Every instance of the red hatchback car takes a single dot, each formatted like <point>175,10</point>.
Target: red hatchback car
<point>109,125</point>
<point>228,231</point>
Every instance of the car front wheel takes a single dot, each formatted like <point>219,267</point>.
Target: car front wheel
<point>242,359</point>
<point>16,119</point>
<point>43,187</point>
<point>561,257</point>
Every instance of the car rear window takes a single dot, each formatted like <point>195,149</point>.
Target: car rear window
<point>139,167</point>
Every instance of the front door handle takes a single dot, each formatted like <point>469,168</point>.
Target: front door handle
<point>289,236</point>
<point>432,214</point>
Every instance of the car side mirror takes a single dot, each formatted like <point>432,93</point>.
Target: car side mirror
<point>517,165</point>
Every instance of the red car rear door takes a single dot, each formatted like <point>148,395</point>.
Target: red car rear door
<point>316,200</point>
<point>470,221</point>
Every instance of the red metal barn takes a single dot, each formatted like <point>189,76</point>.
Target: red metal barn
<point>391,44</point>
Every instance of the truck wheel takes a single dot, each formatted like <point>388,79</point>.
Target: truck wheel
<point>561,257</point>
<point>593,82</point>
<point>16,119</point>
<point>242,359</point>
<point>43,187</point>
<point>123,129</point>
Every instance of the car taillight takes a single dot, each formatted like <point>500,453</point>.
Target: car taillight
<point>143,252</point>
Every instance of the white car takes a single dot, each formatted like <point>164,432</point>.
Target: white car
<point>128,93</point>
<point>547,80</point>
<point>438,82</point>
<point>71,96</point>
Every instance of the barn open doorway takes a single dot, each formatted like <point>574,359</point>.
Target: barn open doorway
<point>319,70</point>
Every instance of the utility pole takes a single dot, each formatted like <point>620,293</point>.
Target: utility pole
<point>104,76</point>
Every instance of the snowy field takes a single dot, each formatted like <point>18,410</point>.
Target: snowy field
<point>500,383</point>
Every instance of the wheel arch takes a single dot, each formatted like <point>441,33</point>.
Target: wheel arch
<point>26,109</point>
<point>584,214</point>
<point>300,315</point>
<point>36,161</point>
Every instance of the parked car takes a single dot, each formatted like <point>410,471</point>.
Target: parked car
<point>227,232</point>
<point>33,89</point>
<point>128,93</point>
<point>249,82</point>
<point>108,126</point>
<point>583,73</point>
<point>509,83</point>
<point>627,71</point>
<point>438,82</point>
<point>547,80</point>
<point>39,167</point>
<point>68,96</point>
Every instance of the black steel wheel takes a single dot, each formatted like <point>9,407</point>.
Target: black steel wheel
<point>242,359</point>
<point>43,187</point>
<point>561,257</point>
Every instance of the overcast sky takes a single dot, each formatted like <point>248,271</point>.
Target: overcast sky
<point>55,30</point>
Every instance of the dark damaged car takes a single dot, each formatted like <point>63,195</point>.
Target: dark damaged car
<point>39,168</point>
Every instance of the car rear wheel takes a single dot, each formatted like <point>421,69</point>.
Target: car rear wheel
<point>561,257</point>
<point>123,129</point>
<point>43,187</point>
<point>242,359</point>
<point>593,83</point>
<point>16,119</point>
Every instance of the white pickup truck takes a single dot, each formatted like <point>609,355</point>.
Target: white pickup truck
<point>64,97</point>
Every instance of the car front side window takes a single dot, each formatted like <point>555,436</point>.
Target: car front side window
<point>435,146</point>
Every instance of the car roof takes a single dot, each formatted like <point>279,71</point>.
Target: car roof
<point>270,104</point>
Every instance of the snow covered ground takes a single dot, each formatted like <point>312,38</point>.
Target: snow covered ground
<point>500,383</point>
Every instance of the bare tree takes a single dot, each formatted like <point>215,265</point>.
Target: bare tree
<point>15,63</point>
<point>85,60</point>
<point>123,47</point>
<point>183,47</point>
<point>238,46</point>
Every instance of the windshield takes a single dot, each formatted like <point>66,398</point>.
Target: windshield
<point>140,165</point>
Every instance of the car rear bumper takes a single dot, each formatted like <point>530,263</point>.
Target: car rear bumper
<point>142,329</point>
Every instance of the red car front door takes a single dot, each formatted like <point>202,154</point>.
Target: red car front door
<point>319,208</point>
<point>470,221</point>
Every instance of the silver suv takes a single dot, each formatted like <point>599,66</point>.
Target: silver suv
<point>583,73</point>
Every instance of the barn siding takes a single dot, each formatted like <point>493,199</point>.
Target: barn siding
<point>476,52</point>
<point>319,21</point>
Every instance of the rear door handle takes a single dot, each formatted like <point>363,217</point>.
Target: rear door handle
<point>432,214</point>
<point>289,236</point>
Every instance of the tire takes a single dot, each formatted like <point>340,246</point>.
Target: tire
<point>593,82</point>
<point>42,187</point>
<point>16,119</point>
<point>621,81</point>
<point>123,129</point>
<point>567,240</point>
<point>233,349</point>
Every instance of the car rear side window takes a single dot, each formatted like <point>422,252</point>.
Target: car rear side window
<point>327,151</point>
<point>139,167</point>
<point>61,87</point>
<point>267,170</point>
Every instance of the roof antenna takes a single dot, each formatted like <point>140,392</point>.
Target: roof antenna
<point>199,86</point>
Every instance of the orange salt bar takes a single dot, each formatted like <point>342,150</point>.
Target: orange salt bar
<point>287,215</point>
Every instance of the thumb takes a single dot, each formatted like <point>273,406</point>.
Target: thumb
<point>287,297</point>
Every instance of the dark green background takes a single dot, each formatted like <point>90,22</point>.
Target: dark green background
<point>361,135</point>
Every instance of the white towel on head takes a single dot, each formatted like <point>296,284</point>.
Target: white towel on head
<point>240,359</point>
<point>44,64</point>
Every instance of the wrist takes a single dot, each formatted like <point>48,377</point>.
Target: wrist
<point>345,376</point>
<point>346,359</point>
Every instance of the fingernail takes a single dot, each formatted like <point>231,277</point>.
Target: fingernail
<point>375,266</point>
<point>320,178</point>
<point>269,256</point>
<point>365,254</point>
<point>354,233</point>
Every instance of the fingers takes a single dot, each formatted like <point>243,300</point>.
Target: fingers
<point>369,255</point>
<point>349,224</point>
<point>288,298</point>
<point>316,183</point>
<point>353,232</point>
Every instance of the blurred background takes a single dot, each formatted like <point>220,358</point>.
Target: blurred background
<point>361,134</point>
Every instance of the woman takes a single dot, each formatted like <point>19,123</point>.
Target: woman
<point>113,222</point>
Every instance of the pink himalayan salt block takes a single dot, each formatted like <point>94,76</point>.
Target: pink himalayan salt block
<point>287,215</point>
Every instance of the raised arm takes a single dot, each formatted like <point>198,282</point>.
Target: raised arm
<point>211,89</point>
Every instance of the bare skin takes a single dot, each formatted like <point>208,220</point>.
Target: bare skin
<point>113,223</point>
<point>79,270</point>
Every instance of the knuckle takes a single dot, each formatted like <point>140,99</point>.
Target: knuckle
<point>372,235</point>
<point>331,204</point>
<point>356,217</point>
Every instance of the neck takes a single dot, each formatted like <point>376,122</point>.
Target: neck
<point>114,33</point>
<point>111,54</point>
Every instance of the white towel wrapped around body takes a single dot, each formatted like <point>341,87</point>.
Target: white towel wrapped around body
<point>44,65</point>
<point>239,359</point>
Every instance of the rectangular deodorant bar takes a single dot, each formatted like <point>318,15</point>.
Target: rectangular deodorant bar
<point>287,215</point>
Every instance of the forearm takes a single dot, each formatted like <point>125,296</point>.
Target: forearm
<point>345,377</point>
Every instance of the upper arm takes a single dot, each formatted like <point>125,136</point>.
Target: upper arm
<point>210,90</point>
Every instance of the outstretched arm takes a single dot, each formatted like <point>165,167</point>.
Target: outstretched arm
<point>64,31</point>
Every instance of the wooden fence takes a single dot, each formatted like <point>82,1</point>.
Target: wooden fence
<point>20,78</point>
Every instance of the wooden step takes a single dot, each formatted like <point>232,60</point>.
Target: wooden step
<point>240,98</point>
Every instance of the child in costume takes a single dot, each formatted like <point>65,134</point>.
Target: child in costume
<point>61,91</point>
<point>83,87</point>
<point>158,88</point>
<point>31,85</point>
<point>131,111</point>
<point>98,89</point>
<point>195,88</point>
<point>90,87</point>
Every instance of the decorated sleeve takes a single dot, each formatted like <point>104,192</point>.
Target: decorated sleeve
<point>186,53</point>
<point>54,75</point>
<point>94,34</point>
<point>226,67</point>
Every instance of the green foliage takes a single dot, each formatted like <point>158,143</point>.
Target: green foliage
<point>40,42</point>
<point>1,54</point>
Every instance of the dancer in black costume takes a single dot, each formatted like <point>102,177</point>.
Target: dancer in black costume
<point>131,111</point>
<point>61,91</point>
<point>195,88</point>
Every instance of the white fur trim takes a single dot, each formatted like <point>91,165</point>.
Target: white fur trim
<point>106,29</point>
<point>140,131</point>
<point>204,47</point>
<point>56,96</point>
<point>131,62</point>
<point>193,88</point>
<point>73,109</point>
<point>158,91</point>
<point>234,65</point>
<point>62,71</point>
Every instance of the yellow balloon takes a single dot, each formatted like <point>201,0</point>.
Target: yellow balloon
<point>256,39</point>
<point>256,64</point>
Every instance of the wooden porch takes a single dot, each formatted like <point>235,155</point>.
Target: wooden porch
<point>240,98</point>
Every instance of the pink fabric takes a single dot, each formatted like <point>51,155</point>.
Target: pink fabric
+ + + + +
▶ **What you should do**: Rewrite the records between the lines holding "Every instance of the tire" and "<point>44,64</point>", inclusive, keeping every line and shifting each coordinate in the answers up by 100. Change only the answer coordinates.

▶ **The solution**:
Every instance of the tire takes a single dot, each formatted like <point>340,246</point>.
Target: tire
<point>693,182</point>
<point>142,287</point>
<point>116,219</point>
<point>721,181</point>
<point>223,229</point>
<point>667,340</point>
<point>333,449</point>
Every instance of the car rear side window takes a single dot, each formatted like <point>422,252</point>.
Target: car rear side window
<point>427,251</point>
<point>239,267</point>
<point>161,187</point>
<point>367,270</point>
Every instance of the roof antenna takes a single dot, each formatted like <point>140,392</point>.
Target: roof antenna
<point>299,186</point>
Every instance of the orange salt bar takes a single dot, each formatted like <point>342,150</point>.
Target: orange salt bar
<point>387,315</point>
Every instance of the thumb takes a single dot, each formatted like <point>273,406</point>.
Target: thumb
<point>387,397</point>
Every instance of the dark green background takes a single dot, each formatted like <point>90,22</point>.
Target: dark green background
<point>461,235</point>
Every instance of the white towel on head takes a single dot, each formatted like <point>296,284</point>.
Target: white towel on head
<point>340,459</point>
<point>144,164</point>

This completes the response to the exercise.